[To be done]: Exactly and only the lines from the one with "Where can you spot the seated" through the end of the listing are to be transcribed, both ends included.

-*-

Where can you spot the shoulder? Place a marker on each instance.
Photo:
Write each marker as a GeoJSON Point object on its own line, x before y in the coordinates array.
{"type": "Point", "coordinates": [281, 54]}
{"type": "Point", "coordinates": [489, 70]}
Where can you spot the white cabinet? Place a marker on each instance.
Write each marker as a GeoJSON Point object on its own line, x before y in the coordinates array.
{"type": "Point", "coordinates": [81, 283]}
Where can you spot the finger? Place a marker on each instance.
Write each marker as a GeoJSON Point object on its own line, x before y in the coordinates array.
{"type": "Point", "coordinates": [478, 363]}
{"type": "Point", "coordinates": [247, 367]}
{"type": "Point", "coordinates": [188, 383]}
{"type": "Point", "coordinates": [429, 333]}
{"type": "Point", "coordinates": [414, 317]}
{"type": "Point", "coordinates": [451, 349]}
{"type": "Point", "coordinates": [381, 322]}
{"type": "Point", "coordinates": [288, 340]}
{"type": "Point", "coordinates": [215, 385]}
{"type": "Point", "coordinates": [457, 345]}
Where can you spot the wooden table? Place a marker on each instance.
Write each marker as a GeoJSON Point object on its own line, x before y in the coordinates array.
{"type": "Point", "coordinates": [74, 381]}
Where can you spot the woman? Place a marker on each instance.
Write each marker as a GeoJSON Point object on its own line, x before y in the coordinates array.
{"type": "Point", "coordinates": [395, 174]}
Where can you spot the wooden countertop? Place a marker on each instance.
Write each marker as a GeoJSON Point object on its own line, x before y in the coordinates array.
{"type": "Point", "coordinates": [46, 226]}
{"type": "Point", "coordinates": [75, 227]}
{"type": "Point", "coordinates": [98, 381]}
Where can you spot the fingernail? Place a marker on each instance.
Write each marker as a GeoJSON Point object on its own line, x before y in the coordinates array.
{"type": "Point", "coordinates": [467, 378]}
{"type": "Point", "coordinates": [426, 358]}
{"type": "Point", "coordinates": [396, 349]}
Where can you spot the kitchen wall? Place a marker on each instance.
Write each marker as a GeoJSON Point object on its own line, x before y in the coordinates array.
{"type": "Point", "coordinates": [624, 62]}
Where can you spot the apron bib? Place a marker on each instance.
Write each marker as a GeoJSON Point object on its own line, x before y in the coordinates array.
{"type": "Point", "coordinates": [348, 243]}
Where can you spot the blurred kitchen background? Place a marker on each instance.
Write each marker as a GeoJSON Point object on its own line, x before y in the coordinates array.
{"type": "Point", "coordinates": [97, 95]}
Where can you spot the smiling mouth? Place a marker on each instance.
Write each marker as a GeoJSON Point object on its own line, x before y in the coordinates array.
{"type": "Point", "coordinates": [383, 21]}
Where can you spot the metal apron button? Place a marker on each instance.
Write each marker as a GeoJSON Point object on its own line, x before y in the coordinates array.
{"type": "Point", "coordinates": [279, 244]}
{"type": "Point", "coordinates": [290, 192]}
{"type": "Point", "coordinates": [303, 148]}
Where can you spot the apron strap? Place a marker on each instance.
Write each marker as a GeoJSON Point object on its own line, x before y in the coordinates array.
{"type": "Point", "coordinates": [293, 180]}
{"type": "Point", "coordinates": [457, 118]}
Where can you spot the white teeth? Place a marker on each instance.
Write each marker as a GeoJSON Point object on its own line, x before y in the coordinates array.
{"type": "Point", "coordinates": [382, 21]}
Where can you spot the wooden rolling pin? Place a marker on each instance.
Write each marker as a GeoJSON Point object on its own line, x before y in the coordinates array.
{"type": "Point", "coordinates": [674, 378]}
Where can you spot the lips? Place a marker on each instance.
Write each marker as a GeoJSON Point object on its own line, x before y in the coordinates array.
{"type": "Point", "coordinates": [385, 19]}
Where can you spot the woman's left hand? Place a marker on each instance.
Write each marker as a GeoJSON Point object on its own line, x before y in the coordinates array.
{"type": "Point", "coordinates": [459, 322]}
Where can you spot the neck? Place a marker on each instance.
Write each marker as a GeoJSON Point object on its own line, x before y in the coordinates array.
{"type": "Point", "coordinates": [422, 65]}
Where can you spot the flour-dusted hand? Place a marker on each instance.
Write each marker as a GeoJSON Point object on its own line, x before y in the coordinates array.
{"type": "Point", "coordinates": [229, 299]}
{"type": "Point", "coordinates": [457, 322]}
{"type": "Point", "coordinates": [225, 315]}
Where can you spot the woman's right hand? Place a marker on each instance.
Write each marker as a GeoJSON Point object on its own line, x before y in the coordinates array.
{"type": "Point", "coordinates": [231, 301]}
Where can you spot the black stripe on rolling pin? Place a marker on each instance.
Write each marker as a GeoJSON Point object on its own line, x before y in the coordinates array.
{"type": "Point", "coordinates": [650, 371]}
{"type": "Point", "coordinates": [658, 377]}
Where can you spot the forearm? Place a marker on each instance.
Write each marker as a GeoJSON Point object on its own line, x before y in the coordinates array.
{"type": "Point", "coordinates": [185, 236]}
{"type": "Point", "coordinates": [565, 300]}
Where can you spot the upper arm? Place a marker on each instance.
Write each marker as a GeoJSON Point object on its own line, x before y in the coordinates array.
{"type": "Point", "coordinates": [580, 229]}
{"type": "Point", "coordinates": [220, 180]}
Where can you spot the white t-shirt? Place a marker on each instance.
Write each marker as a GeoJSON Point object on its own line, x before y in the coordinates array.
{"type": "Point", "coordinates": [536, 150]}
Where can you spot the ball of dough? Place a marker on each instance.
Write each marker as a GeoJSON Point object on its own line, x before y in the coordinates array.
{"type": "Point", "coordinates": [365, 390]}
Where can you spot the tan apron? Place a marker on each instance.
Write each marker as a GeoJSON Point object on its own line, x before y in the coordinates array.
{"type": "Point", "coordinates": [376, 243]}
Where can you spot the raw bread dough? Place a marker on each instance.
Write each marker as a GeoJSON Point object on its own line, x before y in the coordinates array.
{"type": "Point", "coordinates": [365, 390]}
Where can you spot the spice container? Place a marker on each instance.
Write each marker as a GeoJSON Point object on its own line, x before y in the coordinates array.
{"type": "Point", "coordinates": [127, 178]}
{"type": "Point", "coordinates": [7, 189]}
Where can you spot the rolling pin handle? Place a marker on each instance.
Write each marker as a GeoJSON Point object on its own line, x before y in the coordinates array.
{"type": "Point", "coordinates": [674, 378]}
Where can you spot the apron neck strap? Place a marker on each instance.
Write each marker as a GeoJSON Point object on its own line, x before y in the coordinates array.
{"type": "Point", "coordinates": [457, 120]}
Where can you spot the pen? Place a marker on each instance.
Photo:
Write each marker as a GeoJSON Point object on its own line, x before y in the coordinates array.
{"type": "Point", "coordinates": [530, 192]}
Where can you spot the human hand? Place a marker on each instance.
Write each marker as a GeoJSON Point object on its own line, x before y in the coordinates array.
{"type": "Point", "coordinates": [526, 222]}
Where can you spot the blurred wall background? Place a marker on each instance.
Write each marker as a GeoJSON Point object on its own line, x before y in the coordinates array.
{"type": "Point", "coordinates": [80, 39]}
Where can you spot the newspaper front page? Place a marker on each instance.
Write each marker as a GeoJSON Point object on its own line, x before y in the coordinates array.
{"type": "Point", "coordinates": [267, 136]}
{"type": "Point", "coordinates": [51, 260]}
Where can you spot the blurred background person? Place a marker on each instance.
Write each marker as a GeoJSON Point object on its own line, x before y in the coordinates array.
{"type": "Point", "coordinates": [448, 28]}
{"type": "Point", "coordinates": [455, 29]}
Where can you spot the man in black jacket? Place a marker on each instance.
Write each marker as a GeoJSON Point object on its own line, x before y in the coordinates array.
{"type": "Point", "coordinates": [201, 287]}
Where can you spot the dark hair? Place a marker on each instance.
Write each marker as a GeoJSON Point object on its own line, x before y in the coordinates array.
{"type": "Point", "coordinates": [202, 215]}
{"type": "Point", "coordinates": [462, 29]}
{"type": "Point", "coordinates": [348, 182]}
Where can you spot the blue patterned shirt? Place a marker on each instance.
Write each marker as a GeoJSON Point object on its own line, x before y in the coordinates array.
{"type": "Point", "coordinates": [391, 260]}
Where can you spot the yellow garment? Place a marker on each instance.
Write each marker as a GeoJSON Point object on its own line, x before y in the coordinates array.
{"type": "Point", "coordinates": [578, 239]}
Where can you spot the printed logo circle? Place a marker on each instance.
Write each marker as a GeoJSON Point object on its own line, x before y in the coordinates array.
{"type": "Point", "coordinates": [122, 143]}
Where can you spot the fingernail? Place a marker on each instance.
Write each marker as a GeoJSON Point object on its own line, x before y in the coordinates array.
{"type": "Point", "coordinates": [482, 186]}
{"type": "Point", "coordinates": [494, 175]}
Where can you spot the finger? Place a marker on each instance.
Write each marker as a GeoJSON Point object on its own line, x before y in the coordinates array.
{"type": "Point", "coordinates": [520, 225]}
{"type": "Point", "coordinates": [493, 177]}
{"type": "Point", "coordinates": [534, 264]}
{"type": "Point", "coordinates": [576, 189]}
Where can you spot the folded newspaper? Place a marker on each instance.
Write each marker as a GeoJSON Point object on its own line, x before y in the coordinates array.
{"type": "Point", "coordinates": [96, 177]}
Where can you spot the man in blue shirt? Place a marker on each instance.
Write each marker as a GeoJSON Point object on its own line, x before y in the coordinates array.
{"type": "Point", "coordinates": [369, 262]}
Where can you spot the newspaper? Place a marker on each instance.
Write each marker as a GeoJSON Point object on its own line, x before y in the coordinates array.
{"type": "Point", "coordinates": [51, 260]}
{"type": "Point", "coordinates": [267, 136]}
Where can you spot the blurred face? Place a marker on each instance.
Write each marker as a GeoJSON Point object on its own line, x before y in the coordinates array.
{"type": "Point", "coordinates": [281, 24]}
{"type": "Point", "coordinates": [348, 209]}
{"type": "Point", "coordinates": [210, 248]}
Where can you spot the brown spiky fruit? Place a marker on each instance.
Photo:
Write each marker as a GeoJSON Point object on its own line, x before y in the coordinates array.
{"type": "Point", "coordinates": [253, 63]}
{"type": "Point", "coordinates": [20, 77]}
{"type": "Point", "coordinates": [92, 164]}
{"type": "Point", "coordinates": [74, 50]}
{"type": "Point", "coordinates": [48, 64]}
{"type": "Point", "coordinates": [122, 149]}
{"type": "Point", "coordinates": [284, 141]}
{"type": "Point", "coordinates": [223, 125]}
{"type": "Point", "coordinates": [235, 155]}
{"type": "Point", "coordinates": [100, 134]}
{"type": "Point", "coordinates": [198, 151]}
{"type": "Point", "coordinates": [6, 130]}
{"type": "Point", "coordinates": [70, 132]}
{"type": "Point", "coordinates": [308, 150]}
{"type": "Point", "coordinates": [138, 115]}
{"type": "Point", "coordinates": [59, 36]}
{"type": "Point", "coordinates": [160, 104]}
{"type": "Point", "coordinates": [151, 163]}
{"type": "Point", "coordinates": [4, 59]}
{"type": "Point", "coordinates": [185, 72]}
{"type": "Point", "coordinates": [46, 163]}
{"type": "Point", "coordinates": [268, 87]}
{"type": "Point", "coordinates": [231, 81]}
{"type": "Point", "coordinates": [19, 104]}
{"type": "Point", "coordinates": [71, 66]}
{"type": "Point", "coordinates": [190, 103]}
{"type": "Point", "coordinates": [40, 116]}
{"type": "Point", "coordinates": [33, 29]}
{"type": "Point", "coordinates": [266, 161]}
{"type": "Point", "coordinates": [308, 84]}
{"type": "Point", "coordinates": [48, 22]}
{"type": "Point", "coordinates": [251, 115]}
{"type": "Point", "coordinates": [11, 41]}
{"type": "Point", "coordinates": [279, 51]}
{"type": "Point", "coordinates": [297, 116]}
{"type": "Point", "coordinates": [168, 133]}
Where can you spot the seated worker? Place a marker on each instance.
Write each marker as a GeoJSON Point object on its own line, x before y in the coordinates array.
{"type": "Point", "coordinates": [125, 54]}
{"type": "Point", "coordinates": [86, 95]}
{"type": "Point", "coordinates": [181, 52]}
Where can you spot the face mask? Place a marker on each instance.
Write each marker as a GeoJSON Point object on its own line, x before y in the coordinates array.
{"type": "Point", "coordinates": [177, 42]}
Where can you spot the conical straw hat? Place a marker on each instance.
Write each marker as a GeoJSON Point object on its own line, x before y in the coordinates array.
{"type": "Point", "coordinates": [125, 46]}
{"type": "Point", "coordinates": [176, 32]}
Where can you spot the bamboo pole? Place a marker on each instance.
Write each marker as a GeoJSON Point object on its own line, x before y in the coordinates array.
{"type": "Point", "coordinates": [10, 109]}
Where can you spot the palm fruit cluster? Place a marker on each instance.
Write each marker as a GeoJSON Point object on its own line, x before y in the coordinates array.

-*-

[The answer]:
Where can you spot the seated worker? Place a marker on each instance.
Write each marker as a GeoJSON Point object on its own line, x before y in the coordinates array.
{"type": "Point", "coordinates": [125, 54]}
{"type": "Point", "coordinates": [86, 95]}
{"type": "Point", "coordinates": [181, 52]}
Where can you spot the face mask? Place a marker on each instance.
Write each marker as a GeoJSON Point object on its own line, x before y in the coordinates array.
{"type": "Point", "coordinates": [177, 42]}
Where can you spot the conical straw hat? Place a marker on each instance.
Write each marker as a GeoJSON Point object on its own line, x before y in the coordinates array.
{"type": "Point", "coordinates": [125, 46]}
{"type": "Point", "coordinates": [176, 32]}
Where can you spot the bamboo pole? Place a marker on each instance.
Write each marker as a GeoJSON Point object on its own line, x before y in the coordinates array.
{"type": "Point", "coordinates": [10, 109]}
Where can you spot the palm fruit cluster? Place a marker on each instance.
Write each marker as a GeoJSON Point object on its own line, x before y in the coordinates array.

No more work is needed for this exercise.